- Your assignment: Restate word for word the lines beginning with the one that contains "For every instance of the ivy stem" and ending at the bottom of the records below, both included.

Records drawn from a dataset
>>>

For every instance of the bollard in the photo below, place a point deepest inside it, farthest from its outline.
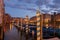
(39, 27)
(21, 30)
(32, 34)
(27, 28)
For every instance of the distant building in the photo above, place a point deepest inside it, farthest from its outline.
(7, 19)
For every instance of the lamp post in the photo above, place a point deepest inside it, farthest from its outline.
(27, 27)
(39, 25)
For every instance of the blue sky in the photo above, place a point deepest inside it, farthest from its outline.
(21, 8)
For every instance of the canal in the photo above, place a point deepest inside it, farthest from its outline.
(14, 34)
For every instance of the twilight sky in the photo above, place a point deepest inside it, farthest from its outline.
(21, 8)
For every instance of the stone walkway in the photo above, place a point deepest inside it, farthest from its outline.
(15, 35)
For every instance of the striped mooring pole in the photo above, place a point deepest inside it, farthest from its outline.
(39, 26)
(27, 27)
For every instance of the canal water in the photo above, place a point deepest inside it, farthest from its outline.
(14, 34)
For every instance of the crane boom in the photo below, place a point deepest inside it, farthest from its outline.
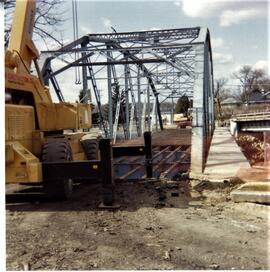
(21, 34)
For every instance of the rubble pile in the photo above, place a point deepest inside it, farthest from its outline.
(253, 147)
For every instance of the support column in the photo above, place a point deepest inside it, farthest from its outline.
(109, 76)
(127, 99)
(148, 109)
(139, 102)
(198, 132)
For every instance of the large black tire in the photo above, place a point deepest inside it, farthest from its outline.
(90, 147)
(57, 150)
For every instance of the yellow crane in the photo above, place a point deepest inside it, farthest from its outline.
(35, 126)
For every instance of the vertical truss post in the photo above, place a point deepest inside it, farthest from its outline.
(148, 109)
(156, 118)
(139, 102)
(148, 154)
(198, 118)
(153, 114)
(106, 158)
(143, 114)
(172, 112)
(127, 99)
(109, 75)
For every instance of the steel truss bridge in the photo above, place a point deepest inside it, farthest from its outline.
(144, 68)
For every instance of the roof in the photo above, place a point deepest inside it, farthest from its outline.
(230, 100)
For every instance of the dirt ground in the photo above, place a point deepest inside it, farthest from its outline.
(159, 225)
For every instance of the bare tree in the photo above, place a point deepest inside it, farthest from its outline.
(249, 80)
(220, 89)
(49, 17)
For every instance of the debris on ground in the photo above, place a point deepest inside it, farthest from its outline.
(188, 231)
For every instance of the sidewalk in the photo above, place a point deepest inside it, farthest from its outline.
(225, 158)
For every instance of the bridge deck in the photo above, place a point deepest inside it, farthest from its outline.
(225, 158)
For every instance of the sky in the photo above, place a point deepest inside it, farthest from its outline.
(239, 29)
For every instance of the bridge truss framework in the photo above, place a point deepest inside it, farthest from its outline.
(145, 67)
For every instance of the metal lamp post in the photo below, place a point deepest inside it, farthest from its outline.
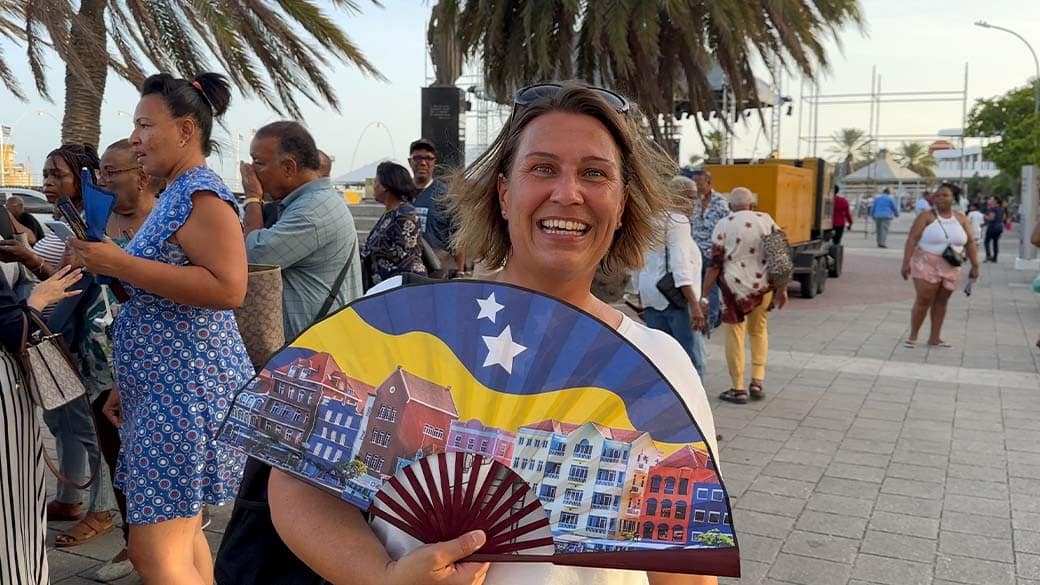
(1027, 253)
(3, 136)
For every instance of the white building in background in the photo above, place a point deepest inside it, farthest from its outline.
(950, 162)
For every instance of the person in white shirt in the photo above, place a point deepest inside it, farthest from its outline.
(977, 220)
(924, 204)
(679, 256)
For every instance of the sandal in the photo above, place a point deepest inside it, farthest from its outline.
(757, 392)
(93, 526)
(61, 511)
(734, 396)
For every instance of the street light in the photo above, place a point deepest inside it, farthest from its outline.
(1036, 61)
(3, 135)
(1029, 217)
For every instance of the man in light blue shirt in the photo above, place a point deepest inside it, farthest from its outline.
(883, 210)
(312, 239)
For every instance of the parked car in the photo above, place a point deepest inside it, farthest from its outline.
(34, 201)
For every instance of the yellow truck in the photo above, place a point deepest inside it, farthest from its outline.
(797, 194)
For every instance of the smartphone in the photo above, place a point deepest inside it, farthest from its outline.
(60, 230)
(71, 217)
(6, 228)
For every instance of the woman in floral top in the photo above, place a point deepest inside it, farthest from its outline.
(393, 246)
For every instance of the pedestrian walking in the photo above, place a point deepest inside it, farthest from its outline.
(884, 209)
(676, 255)
(75, 439)
(934, 252)
(569, 184)
(312, 237)
(709, 207)
(924, 204)
(437, 226)
(976, 220)
(23, 491)
(179, 357)
(842, 215)
(135, 197)
(739, 268)
(394, 245)
(995, 215)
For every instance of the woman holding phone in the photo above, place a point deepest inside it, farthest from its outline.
(179, 357)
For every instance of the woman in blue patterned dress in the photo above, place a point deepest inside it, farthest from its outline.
(393, 246)
(179, 357)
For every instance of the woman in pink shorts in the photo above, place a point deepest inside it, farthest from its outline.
(934, 277)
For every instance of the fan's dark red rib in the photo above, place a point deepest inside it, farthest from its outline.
(456, 486)
(525, 547)
(530, 507)
(400, 525)
(473, 510)
(422, 520)
(435, 499)
(503, 509)
(446, 493)
(505, 537)
(403, 513)
(426, 506)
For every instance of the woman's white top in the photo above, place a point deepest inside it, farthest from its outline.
(934, 239)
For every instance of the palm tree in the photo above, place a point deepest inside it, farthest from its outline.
(915, 157)
(851, 145)
(275, 51)
(659, 52)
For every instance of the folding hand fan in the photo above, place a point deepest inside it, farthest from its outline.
(445, 407)
(98, 205)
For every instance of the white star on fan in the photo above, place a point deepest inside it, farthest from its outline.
(501, 350)
(489, 308)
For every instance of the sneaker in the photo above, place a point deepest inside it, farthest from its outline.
(113, 569)
(207, 517)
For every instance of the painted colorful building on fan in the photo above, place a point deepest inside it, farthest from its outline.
(475, 438)
(589, 477)
(409, 418)
(683, 499)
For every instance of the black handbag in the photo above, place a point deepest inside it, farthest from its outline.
(953, 257)
(666, 285)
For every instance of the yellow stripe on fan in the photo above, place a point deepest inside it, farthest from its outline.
(356, 347)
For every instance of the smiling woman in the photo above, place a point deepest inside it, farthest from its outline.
(568, 186)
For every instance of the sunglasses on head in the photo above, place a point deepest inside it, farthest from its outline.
(531, 94)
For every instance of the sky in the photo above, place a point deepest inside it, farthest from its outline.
(915, 45)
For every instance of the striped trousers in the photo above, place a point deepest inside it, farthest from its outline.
(23, 516)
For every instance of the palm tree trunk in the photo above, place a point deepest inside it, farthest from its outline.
(82, 113)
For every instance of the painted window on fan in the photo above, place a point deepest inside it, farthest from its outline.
(578, 474)
(568, 520)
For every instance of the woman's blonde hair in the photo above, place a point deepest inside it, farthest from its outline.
(646, 170)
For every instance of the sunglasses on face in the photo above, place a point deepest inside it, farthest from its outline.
(531, 94)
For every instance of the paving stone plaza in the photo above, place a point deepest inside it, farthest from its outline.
(867, 462)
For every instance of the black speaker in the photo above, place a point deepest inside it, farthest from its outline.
(444, 123)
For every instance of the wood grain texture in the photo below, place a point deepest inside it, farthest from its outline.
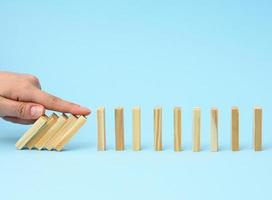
(51, 144)
(43, 142)
(196, 129)
(101, 129)
(20, 144)
(214, 130)
(158, 129)
(136, 129)
(36, 138)
(177, 129)
(119, 129)
(70, 132)
(234, 129)
(257, 129)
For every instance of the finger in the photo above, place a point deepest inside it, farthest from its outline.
(57, 104)
(19, 121)
(22, 110)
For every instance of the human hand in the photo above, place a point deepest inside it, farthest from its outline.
(22, 100)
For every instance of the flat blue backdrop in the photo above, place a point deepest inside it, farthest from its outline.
(144, 53)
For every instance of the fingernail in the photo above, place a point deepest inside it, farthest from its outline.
(85, 108)
(36, 111)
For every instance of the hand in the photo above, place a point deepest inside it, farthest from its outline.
(22, 100)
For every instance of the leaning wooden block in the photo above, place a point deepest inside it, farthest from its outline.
(30, 133)
(257, 129)
(70, 132)
(56, 138)
(158, 129)
(119, 129)
(101, 129)
(196, 129)
(43, 142)
(51, 120)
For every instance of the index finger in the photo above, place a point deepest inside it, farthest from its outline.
(57, 104)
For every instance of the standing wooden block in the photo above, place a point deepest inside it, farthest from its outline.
(119, 129)
(214, 130)
(177, 129)
(158, 129)
(257, 129)
(234, 129)
(101, 129)
(136, 129)
(196, 129)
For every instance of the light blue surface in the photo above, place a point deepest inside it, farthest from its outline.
(146, 53)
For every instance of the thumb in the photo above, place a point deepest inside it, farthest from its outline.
(21, 110)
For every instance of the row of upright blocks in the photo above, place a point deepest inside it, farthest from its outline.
(177, 115)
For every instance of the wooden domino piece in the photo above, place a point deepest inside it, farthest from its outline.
(31, 132)
(257, 128)
(214, 129)
(43, 142)
(119, 129)
(234, 129)
(158, 129)
(50, 122)
(177, 129)
(136, 129)
(70, 132)
(196, 129)
(101, 129)
(58, 135)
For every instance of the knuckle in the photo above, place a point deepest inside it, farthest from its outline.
(21, 109)
(32, 78)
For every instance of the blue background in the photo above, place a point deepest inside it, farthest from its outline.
(145, 53)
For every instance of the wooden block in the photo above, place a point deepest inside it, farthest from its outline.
(158, 129)
(51, 144)
(257, 129)
(101, 129)
(234, 129)
(214, 130)
(136, 129)
(119, 129)
(70, 132)
(196, 129)
(43, 142)
(177, 129)
(31, 132)
(50, 122)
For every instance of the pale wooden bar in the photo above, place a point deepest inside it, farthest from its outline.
(177, 129)
(234, 129)
(158, 129)
(30, 133)
(196, 129)
(257, 128)
(136, 129)
(119, 129)
(214, 130)
(101, 129)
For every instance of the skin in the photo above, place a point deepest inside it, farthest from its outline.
(22, 100)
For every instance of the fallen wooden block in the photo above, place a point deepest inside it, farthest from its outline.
(50, 132)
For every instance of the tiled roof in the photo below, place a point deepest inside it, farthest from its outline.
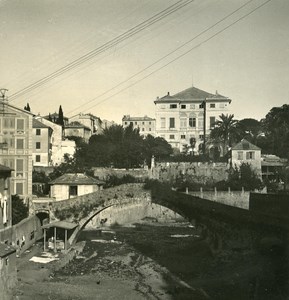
(5, 169)
(79, 125)
(190, 94)
(76, 179)
(129, 118)
(245, 145)
(38, 124)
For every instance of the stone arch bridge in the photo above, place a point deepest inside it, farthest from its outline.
(223, 226)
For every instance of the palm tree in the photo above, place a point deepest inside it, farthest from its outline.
(225, 131)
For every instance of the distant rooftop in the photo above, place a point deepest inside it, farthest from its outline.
(245, 145)
(129, 118)
(76, 179)
(192, 94)
(38, 124)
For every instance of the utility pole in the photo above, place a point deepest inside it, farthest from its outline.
(3, 94)
(204, 139)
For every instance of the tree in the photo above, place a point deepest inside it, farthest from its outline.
(27, 107)
(19, 210)
(276, 131)
(226, 131)
(157, 147)
(251, 129)
(117, 146)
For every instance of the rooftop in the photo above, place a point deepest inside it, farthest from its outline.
(245, 145)
(129, 118)
(76, 179)
(38, 124)
(190, 94)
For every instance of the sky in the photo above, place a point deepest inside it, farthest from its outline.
(244, 57)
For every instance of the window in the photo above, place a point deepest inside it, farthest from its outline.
(9, 123)
(19, 167)
(240, 155)
(212, 122)
(200, 123)
(183, 123)
(20, 124)
(172, 122)
(192, 122)
(19, 188)
(20, 144)
(250, 155)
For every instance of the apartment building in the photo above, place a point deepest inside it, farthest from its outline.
(16, 146)
(58, 145)
(146, 125)
(42, 146)
(188, 115)
(90, 121)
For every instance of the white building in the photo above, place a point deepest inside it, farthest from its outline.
(146, 125)
(180, 118)
(246, 152)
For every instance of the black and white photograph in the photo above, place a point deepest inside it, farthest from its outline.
(144, 150)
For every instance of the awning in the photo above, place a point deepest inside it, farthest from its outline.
(60, 224)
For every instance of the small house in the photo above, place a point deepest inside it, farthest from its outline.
(72, 185)
(246, 152)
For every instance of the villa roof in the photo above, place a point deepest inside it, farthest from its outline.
(245, 145)
(38, 124)
(192, 94)
(129, 118)
(76, 179)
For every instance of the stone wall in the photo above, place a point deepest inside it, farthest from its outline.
(132, 213)
(200, 172)
(22, 235)
(232, 198)
(104, 173)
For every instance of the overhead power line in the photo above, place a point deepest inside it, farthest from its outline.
(90, 55)
(167, 55)
(183, 54)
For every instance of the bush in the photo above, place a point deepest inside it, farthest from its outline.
(114, 180)
(19, 210)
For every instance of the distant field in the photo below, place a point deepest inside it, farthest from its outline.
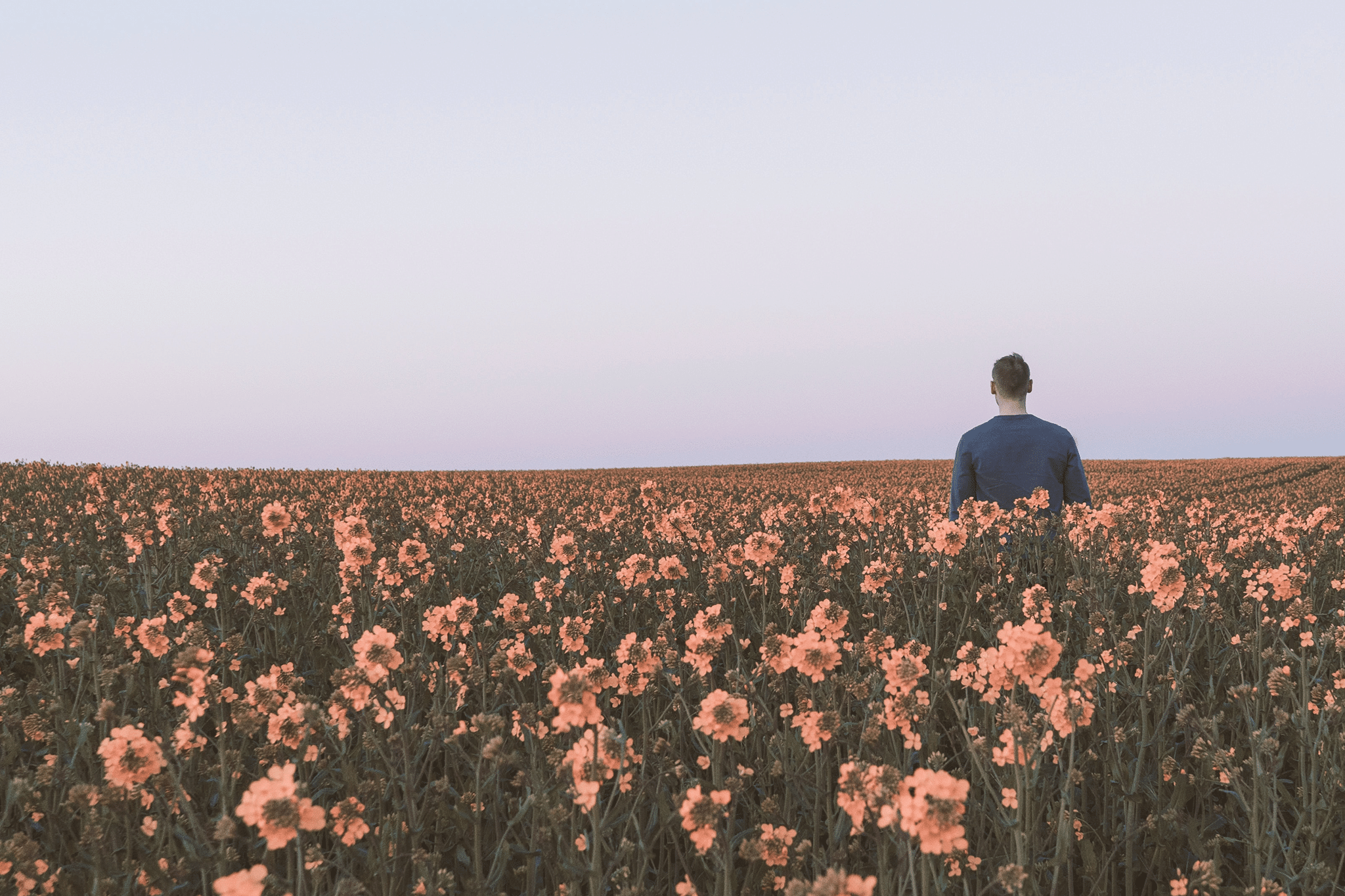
(717, 680)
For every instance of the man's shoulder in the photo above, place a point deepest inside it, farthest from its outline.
(1056, 429)
(993, 429)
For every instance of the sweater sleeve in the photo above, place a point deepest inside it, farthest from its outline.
(1076, 481)
(963, 479)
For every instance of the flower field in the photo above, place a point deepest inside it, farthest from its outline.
(795, 679)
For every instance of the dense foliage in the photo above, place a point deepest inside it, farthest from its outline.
(717, 680)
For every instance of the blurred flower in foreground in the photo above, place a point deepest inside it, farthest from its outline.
(272, 806)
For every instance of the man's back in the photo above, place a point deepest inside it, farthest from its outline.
(1009, 456)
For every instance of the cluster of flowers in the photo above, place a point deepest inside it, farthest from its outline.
(925, 803)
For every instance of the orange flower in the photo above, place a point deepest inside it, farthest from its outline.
(573, 694)
(43, 633)
(671, 568)
(721, 716)
(244, 883)
(272, 806)
(347, 822)
(129, 758)
(151, 636)
(701, 815)
(814, 656)
(930, 803)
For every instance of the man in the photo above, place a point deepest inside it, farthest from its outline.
(1011, 454)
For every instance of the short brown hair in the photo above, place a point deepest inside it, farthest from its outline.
(1011, 375)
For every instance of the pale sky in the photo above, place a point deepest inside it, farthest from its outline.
(513, 236)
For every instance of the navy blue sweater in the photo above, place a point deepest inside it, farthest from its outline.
(1009, 456)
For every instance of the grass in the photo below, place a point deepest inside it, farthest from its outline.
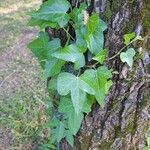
(23, 102)
(13, 18)
(25, 117)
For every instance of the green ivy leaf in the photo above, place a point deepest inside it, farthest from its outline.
(74, 122)
(69, 138)
(98, 79)
(88, 103)
(52, 84)
(39, 47)
(71, 53)
(80, 39)
(128, 56)
(53, 11)
(42, 23)
(65, 106)
(67, 82)
(128, 37)
(42, 49)
(100, 57)
(77, 15)
(95, 37)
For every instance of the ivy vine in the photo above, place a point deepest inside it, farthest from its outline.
(86, 79)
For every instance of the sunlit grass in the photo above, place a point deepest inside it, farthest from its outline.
(13, 20)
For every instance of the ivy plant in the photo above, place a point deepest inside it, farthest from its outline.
(76, 68)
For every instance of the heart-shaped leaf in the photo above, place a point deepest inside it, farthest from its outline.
(128, 56)
(98, 80)
(53, 11)
(128, 37)
(78, 88)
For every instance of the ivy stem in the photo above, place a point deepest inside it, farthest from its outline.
(68, 37)
(68, 33)
(79, 72)
(135, 39)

<<<

- Task output:
For every instance of the ivy stem in the photo above, place a point deepest inside it, farthest from its outline.
(68, 37)
(68, 33)
(79, 72)
(135, 39)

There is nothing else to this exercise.